MATERIAL FOR THE TASK:

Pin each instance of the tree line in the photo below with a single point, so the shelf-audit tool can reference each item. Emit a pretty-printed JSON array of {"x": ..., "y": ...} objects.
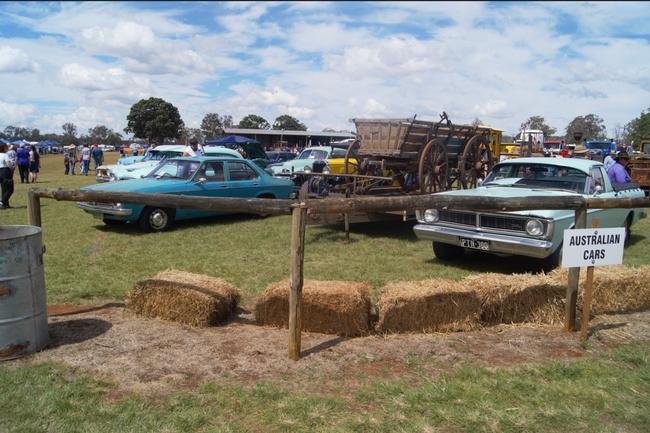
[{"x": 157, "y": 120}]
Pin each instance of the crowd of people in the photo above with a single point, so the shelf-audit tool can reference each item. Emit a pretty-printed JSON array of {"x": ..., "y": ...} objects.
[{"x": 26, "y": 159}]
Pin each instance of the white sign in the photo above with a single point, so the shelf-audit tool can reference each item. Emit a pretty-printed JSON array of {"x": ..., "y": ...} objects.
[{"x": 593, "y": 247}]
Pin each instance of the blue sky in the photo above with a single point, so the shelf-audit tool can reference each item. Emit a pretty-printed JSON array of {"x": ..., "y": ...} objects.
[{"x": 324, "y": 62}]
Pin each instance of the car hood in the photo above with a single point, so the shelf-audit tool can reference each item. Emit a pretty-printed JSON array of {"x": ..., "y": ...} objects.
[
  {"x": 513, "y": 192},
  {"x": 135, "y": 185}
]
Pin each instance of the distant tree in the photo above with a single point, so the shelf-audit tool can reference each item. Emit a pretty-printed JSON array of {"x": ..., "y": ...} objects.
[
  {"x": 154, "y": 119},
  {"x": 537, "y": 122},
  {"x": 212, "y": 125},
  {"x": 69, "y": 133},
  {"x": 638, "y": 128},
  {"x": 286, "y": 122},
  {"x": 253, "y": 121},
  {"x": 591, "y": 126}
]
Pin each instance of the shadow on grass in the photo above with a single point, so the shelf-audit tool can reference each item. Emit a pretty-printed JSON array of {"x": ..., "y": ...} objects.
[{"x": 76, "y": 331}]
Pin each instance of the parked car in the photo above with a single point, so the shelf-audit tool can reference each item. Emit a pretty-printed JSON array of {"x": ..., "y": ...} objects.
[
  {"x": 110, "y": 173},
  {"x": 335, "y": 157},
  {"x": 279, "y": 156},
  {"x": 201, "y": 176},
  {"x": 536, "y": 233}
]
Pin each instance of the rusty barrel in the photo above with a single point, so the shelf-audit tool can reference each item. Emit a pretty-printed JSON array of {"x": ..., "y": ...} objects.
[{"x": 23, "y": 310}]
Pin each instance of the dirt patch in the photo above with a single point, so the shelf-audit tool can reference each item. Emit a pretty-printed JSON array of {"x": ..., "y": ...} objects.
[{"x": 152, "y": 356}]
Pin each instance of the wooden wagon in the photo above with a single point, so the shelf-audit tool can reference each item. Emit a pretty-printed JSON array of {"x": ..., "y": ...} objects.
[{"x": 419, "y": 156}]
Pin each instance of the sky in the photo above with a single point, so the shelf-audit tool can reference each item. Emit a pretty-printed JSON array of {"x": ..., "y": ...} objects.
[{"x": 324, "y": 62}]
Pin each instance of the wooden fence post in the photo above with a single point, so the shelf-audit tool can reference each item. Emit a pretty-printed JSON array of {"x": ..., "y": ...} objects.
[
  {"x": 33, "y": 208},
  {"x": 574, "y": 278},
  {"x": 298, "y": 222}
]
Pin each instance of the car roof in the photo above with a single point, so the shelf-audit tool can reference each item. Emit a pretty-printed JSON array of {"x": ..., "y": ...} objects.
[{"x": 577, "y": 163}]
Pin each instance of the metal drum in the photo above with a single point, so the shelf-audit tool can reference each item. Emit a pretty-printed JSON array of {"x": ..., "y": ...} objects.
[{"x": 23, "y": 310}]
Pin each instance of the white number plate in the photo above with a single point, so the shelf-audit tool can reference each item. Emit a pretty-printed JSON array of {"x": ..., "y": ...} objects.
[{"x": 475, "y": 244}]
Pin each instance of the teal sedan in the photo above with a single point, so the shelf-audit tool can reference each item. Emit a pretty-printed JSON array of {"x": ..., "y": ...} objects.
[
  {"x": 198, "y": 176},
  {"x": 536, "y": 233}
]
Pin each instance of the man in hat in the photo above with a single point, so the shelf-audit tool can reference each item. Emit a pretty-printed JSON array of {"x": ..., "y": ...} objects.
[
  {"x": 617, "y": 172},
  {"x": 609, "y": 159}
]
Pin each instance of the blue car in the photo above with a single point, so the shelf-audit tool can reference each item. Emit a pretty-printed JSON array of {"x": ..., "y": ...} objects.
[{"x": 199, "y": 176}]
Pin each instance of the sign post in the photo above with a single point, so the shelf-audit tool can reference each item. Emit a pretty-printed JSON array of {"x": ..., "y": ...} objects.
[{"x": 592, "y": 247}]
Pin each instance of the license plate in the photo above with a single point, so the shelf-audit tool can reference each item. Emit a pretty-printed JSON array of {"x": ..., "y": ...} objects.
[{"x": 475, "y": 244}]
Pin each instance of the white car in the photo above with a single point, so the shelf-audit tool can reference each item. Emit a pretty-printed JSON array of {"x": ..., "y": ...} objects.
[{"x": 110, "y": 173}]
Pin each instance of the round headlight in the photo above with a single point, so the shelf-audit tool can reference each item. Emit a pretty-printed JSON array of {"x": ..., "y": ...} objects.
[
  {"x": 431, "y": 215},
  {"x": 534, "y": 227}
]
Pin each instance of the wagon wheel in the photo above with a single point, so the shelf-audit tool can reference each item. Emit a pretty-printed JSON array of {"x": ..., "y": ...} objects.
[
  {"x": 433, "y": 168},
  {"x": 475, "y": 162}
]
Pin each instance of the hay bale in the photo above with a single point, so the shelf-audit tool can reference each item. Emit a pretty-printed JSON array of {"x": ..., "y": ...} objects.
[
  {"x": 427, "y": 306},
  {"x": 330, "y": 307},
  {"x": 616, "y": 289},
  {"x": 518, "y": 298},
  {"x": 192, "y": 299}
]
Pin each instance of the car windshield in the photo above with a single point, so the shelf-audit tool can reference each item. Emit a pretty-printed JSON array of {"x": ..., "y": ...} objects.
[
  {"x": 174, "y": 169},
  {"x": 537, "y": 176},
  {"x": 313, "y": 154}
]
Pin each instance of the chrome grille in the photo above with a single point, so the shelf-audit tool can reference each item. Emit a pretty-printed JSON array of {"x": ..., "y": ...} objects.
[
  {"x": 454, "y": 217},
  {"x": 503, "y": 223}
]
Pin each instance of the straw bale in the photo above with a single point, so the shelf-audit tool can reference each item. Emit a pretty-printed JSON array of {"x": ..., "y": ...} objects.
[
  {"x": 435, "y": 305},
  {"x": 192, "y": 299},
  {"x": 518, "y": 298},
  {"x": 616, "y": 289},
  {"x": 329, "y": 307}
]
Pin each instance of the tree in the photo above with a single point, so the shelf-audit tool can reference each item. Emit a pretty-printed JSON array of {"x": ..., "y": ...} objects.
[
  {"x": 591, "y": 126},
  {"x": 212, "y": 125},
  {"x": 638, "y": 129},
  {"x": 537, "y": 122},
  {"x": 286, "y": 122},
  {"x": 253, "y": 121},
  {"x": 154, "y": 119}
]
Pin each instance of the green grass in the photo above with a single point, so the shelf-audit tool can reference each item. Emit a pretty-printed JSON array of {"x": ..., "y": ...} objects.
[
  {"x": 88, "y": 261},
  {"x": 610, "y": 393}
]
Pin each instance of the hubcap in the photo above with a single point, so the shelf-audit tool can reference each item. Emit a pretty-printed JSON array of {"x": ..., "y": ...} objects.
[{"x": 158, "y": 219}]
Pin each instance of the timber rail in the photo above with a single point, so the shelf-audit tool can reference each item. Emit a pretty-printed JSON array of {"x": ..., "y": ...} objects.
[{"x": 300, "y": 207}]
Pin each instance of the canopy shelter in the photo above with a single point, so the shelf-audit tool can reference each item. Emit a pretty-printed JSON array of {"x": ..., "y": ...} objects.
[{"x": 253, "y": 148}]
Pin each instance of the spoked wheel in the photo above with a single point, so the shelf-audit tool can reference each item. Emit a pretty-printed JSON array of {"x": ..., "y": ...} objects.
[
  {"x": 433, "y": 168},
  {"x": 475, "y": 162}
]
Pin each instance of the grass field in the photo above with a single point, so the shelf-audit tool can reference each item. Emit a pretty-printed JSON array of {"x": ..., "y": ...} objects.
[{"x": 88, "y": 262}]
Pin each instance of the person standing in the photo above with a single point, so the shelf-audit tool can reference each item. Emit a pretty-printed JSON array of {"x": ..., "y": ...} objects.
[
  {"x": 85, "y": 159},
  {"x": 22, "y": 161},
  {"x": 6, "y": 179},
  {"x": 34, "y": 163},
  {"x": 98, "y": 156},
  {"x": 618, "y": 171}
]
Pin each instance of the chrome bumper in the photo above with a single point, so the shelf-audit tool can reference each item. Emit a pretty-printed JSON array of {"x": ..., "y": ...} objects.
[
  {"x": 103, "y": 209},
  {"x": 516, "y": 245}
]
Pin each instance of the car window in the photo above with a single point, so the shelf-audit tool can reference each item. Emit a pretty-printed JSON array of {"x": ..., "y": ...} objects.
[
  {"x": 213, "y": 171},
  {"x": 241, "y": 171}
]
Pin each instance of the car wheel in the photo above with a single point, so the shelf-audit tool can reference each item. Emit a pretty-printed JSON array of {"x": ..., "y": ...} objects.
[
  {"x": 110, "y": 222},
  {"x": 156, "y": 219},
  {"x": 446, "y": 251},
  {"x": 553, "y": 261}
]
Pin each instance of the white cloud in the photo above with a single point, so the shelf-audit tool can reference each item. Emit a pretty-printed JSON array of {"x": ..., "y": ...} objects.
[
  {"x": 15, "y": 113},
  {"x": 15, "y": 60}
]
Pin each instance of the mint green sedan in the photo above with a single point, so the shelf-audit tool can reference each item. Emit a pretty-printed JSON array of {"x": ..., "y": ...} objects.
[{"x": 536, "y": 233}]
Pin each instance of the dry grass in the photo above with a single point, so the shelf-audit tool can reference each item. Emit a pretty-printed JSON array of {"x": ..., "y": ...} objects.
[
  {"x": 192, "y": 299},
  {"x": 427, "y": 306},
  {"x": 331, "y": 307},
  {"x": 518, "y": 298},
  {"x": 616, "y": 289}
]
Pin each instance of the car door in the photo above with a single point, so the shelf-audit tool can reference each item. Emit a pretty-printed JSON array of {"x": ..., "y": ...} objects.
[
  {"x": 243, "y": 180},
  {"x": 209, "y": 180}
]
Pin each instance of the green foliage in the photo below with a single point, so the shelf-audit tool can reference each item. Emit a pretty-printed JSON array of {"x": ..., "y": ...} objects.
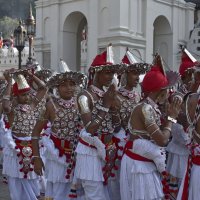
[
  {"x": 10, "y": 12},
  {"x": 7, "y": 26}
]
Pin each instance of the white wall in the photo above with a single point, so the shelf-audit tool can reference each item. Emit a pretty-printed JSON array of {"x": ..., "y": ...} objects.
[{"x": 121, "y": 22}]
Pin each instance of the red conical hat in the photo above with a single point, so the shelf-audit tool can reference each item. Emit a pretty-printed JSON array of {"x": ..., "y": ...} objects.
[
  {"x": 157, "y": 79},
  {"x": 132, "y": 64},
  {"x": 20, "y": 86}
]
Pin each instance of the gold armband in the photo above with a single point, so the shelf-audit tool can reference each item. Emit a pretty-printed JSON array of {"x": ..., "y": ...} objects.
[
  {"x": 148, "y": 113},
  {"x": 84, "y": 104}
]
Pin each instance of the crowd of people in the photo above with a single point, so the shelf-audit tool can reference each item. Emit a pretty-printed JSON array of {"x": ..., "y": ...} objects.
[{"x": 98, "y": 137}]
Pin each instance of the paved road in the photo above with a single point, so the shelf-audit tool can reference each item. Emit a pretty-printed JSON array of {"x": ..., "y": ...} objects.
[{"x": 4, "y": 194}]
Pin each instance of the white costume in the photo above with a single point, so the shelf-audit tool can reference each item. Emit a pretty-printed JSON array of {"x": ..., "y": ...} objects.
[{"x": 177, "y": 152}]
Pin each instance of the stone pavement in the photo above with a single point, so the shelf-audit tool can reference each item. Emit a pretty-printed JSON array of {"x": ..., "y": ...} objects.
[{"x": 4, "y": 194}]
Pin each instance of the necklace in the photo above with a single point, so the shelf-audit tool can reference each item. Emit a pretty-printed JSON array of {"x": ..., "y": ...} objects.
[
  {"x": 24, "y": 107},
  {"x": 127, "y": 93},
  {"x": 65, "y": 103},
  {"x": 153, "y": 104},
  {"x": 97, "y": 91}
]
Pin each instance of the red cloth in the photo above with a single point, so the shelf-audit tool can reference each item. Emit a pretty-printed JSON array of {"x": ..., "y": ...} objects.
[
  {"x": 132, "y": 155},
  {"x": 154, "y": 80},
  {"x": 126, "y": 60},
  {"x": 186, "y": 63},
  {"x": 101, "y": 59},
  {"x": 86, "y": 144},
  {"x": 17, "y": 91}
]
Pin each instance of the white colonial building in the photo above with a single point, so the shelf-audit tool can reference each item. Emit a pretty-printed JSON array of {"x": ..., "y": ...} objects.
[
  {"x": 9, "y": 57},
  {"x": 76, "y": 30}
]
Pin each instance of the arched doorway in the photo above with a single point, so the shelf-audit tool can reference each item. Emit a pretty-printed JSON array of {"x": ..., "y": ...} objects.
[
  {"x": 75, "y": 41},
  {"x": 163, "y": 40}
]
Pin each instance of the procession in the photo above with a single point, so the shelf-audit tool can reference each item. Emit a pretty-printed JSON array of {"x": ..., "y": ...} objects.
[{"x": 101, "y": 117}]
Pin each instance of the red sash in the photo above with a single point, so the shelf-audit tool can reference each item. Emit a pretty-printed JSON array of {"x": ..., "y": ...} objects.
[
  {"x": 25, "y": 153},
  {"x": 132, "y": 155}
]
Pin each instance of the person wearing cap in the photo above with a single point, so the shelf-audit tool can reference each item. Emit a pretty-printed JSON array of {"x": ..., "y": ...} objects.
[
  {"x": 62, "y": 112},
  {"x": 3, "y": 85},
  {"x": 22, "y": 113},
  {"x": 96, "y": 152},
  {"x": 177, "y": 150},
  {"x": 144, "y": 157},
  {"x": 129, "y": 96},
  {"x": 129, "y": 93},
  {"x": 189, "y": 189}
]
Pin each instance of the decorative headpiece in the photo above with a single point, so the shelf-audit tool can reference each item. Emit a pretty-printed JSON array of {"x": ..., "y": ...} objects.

WHAT TO PRODUCE: Through the last line of the entries above, beginning at the line containing "Pin each instance of the red sash", transcribe each line exactly, both ends included and nothing more.

TASK RESPONSE:
Pin each instance of the red sash in the photo above with a single point, so the shelf-audit tool can reference each item. Emit a pretty-printed JSON array of {"x": ..., "y": ...} objects.
[
  {"x": 25, "y": 153},
  {"x": 132, "y": 155}
]
Pin each instance of the person wearing cap in the photo above with a single point, so the shelf-audit tool can reference each item. Emit a pretty-printed JSON array of {"x": ..., "y": ...} objects.
[
  {"x": 62, "y": 112},
  {"x": 3, "y": 85},
  {"x": 22, "y": 113},
  {"x": 96, "y": 152},
  {"x": 177, "y": 150},
  {"x": 144, "y": 157},
  {"x": 129, "y": 96},
  {"x": 129, "y": 93},
  {"x": 189, "y": 189}
]
Pin each instance of the decorative headpiece in the photo above with a single point, so the shelf-audit tool can reference each item. Emit a pretty-printed JSON array of {"x": ..., "y": ...} objects.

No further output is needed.